* [DATA LINES]

>> begin

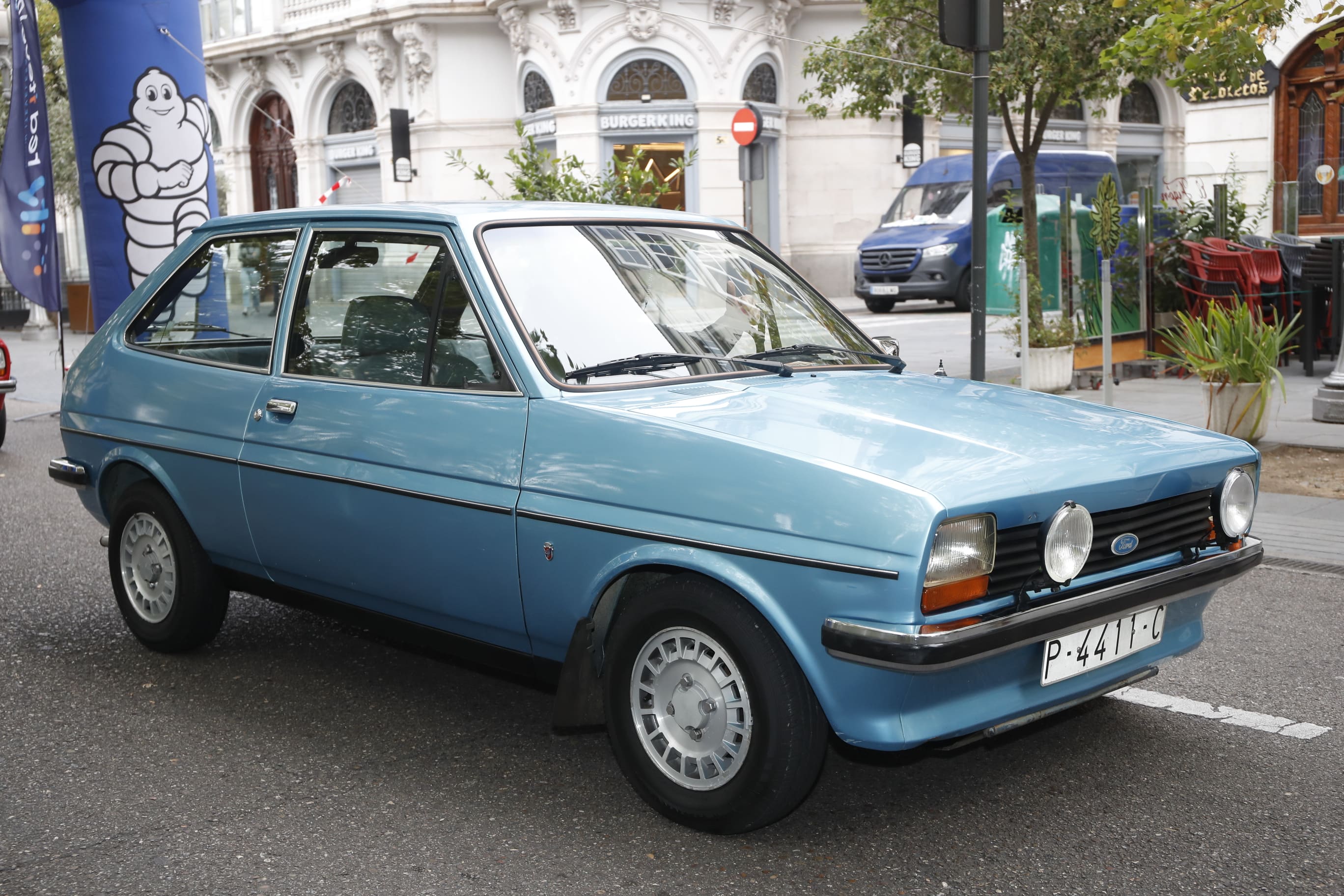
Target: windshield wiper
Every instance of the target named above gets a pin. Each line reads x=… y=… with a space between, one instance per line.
x=812 y=348
x=649 y=362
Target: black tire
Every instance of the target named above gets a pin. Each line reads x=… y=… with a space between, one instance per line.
x=961 y=301
x=199 y=598
x=788 y=728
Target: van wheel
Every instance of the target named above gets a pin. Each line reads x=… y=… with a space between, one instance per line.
x=717 y=731
x=166 y=586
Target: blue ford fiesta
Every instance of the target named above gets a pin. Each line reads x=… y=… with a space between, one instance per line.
x=634 y=453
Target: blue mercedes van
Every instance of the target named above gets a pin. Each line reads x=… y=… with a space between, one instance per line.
x=923 y=246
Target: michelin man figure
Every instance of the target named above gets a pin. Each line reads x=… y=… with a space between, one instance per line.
x=156 y=166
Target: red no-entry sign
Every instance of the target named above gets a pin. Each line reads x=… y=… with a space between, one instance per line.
x=746 y=127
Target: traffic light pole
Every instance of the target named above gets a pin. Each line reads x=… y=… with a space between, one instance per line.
x=979 y=189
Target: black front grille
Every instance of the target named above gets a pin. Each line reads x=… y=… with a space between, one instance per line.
x=888 y=260
x=1163 y=527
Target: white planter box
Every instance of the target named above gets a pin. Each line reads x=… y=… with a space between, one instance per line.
x=1051 y=368
x=1237 y=410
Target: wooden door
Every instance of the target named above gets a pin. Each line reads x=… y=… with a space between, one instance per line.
x=272 y=138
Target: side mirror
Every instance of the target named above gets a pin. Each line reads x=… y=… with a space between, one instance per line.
x=889 y=344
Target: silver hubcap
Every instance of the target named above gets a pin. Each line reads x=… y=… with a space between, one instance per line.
x=691 y=708
x=148 y=567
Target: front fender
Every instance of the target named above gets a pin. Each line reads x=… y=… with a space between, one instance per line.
x=562 y=590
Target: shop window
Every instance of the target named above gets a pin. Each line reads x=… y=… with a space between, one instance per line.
x=353 y=111
x=645 y=80
x=537 y=93
x=1139 y=107
x=761 y=85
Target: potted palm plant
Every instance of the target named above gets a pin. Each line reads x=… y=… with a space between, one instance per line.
x=1235 y=357
x=1049 y=339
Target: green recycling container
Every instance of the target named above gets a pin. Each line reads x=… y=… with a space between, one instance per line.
x=1002 y=295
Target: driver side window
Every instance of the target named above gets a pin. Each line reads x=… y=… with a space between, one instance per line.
x=388 y=308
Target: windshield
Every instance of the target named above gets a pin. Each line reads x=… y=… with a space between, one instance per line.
x=593 y=293
x=929 y=203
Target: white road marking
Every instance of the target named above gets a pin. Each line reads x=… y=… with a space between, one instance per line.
x=1228 y=715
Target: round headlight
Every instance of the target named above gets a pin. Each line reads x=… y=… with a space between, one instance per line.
x=1235 y=504
x=1067 y=542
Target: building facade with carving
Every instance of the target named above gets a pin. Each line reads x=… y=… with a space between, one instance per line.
x=302 y=92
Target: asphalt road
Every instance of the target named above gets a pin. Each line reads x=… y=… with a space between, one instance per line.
x=295 y=756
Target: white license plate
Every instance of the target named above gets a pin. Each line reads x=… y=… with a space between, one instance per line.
x=1078 y=652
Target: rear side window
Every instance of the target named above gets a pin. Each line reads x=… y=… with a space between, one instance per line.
x=221 y=304
x=389 y=308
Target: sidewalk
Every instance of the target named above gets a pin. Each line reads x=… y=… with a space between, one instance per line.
x=37 y=366
x=1179 y=399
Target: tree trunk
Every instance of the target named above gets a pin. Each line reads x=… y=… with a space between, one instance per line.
x=1030 y=231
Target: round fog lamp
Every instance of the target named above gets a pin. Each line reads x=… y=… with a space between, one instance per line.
x=1067 y=542
x=1235 y=504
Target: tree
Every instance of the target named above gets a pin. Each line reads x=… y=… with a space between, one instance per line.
x=538 y=175
x=1056 y=53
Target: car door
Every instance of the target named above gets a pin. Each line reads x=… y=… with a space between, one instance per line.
x=381 y=463
x=186 y=377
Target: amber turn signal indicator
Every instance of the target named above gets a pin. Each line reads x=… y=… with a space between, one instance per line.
x=949 y=595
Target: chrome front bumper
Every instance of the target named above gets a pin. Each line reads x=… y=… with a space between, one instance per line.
x=903 y=646
x=62 y=469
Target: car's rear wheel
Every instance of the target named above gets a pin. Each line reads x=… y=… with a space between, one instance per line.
x=166 y=586
x=717 y=731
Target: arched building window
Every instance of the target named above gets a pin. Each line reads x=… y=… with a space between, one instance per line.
x=1310 y=136
x=1139 y=107
x=1069 y=111
x=353 y=111
x=537 y=93
x=645 y=80
x=761 y=85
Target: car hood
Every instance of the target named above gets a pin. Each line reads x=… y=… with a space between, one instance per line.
x=967 y=444
x=908 y=235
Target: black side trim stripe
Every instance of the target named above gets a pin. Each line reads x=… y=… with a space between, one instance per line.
x=711 y=546
x=373 y=487
x=151 y=445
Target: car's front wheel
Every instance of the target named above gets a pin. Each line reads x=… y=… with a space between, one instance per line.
x=166 y=585
x=710 y=716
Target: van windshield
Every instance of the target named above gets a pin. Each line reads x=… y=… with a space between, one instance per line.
x=929 y=203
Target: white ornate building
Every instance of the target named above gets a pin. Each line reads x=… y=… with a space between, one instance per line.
x=589 y=77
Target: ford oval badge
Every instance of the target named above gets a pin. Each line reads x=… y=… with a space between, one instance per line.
x=1124 y=544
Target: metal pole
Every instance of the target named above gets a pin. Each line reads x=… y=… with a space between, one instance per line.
x=1290 y=207
x=979 y=190
x=1025 y=331
x=1221 y=211
x=1146 y=237
x=1108 y=385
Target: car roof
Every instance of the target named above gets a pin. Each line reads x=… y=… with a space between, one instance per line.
x=468 y=215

>> end

* [WHAT IS ASKED] Copy the material word for word, from its first line through the line holding "x=889 y=344", both ends included, and leave the pictures out of your copy.

* [WRITTEN SOLUTION]
Target: windshield wiper
Every instance of the target named above gets a pin. Each line reads x=… y=… with a space between, one instance per line.
x=812 y=348
x=649 y=362
Target: black tire
Every instance of the target named above gets a pin. Each line reads x=… y=… with a space between, one instance per line.
x=961 y=301
x=199 y=598
x=788 y=728
Target: van wheel
Every instance of the target named above gets a pin. Each line reads x=… y=… with a space between, one instance per line.
x=717 y=731
x=166 y=586
Target: blue ford fiesta
Every instance of the target named above gets a pin. Each line reads x=… y=… with a space between, one instance per line.
x=634 y=453
Target: blue mercedes van
Every instance of the target named above gets a pin. Each line reads x=… y=… with a space between, one instance per line.
x=923 y=246
Target: michelin man figure
Every instance of the target named above gets a pin. Each line reads x=… y=… with a space between, one instance per line.
x=156 y=166
Target: red no-entry sign
Every instance of the target named above gets a pin. Each line reads x=… y=… with a space between, one instance per line.
x=746 y=127
Target: traffic light pole
Every instance of the target named above gets a pin. Each line reads x=… y=… with a space between, one instance per line.
x=979 y=189
Target: black front grille
Every instance of the target named above gets a pin. Each line reads x=… y=… with a space between, one instance per line.
x=888 y=260
x=1163 y=527
Target: white planter box
Every instance of the target named above gets a pin. Each line reads x=… y=… with a space between, one instance per line.
x=1051 y=368
x=1237 y=410
Target: wooden door
Every instance of the target named above gets a pin. Each line reads x=… y=… with a space between, one instance per line.
x=272 y=138
Target: side mirror
Every instance of the target named above gets a pin. Each line reads x=… y=… with a space between, one instance per line.
x=889 y=344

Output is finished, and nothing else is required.